EXERCISE AIM.
Count the lines below that contain the string "white", matching case exactly. Reply with the number alone.

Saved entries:

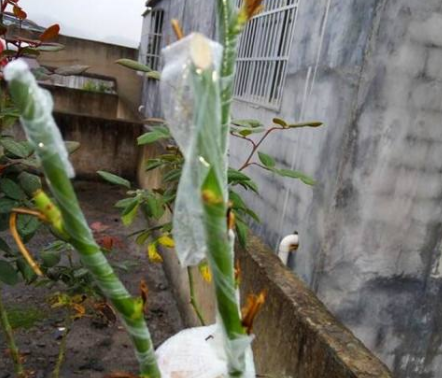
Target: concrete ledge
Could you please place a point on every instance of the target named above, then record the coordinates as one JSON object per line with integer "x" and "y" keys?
{"x": 78, "y": 101}
{"x": 296, "y": 336}
{"x": 105, "y": 144}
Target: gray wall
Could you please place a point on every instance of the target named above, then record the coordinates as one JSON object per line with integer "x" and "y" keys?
{"x": 370, "y": 231}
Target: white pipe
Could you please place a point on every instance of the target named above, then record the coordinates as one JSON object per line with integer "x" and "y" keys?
{"x": 288, "y": 244}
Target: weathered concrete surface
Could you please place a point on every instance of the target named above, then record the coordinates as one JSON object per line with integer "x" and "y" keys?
{"x": 371, "y": 240}
{"x": 101, "y": 58}
{"x": 105, "y": 144}
{"x": 295, "y": 335}
{"x": 77, "y": 101}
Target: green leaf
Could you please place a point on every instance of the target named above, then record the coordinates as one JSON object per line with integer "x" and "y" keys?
{"x": 296, "y": 175}
{"x": 80, "y": 273}
{"x": 8, "y": 274}
{"x": 235, "y": 175}
{"x": 134, "y": 65}
{"x": 125, "y": 202}
{"x": 236, "y": 200}
{"x": 72, "y": 146}
{"x": 27, "y": 225}
{"x": 12, "y": 190}
{"x": 114, "y": 179}
{"x": 154, "y": 75}
{"x": 156, "y": 206}
{"x": 251, "y": 214}
{"x": 246, "y": 132}
{"x": 4, "y": 221}
{"x": 267, "y": 160}
{"x": 154, "y": 135}
{"x": 30, "y": 52}
{"x": 152, "y": 164}
{"x": 247, "y": 123}
{"x": 142, "y": 238}
{"x": 50, "y": 258}
{"x": 173, "y": 175}
{"x": 305, "y": 124}
{"x": 242, "y": 231}
{"x": 17, "y": 149}
{"x": 6, "y": 205}
{"x": 29, "y": 182}
{"x": 280, "y": 122}
{"x": 130, "y": 212}
{"x": 4, "y": 246}
{"x": 51, "y": 47}
{"x": 26, "y": 271}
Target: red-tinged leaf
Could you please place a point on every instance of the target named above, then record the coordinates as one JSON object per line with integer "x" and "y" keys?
{"x": 109, "y": 242}
{"x": 99, "y": 227}
{"x": 121, "y": 374}
{"x": 32, "y": 42}
{"x": 20, "y": 13}
{"x": 50, "y": 33}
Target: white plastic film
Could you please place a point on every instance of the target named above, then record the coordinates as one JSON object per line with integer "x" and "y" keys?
{"x": 43, "y": 121}
{"x": 181, "y": 111}
{"x": 199, "y": 353}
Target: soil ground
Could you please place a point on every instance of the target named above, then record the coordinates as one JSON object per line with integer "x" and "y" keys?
{"x": 92, "y": 351}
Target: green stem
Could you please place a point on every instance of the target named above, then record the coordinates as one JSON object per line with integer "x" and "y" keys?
{"x": 227, "y": 27}
{"x": 193, "y": 301}
{"x": 42, "y": 132}
{"x": 9, "y": 335}
{"x": 220, "y": 254}
{"x": 63, "y": 345}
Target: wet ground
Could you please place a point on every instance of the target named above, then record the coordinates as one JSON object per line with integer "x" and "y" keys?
{"x": 93, "y": 350}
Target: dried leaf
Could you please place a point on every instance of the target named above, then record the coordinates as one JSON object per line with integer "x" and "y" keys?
{"x": 205, "y": 271}
{"x": 20, "y": 13}
{"x": 99, "y": 227}
{"x": 152, "y": 253}
{"x": 166, "y": 241}
{"x": 121, "y": 374}
{"x": 144, "y": 292}
{"x": 249, "y": 312}
{"x": 50, "y": 33}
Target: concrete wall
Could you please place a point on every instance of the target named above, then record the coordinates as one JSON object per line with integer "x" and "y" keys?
{"x": 105, "y": 144}
{"x": 371, "y": 229}
{"x": 295, "y": 334}
{"x": 77, "y": 101}
{"x": 101, "y": 58}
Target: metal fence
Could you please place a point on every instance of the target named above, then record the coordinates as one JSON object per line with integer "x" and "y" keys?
{"x": 263, "y": 54}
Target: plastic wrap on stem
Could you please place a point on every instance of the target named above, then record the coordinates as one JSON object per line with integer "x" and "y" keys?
{"x": 181, "y": 110}
{"x": 35, "y": 112}
{"x": 42, "y": 123}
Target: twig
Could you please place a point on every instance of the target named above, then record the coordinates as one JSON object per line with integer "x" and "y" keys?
{"x": 34, "y": 213}
{"x": 177, "y": 29}
{"x": 63, "y": 345}
{"x": 256, "y": 146}
{"x": 193, "y": 301}
{"x": 21, "y": 247}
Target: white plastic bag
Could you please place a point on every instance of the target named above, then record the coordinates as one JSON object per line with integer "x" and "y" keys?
{"x": 198, "y": 353}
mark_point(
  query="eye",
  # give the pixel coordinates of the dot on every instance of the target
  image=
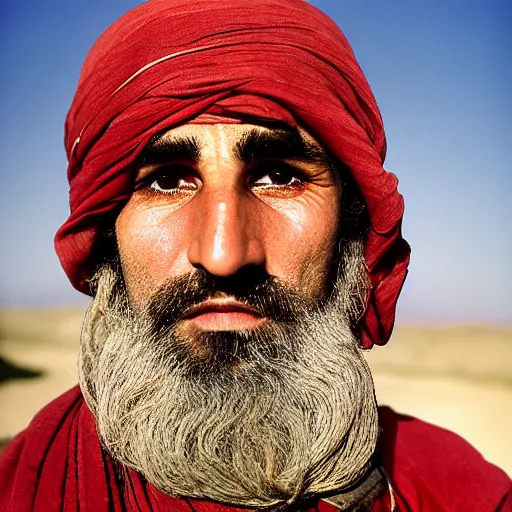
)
(278, 177)
(170, 181)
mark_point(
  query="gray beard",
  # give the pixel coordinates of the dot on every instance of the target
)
(299, 420)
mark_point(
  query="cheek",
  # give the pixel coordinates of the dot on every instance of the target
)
(301, 240)
(149, 246)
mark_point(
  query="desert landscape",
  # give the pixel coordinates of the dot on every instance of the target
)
(458, 377)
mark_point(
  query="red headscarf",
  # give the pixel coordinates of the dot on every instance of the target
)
(168, 61)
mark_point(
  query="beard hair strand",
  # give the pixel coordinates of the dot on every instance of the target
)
(297, 420)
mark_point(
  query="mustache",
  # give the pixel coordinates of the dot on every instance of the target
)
(254, 289)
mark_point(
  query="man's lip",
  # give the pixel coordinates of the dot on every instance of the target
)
(220, 306)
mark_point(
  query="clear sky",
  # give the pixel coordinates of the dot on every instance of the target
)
(441, 72)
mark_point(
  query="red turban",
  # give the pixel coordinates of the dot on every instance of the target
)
(168, 61)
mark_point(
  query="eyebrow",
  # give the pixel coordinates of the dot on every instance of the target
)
(163, 150)
(282, 144)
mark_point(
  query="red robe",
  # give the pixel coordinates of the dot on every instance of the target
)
(57, 464)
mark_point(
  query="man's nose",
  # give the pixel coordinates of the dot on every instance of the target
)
(226, 236)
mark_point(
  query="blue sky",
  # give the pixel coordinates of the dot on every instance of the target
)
(442, 77)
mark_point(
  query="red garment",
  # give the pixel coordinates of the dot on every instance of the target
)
(167, 61)
(57, 465)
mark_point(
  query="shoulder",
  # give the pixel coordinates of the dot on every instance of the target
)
(24, 456)
(435, 469)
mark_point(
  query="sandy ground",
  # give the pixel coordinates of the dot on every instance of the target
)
(458, 377)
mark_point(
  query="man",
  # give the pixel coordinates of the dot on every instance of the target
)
(232, 220)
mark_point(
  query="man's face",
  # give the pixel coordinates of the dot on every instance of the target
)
(234, 200)
(226, 367)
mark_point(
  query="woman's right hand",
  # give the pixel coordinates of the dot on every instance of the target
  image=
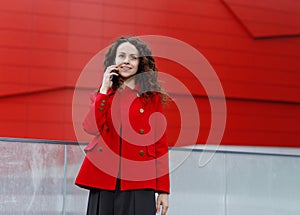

RESULT FOR THIS EXERCISE.
3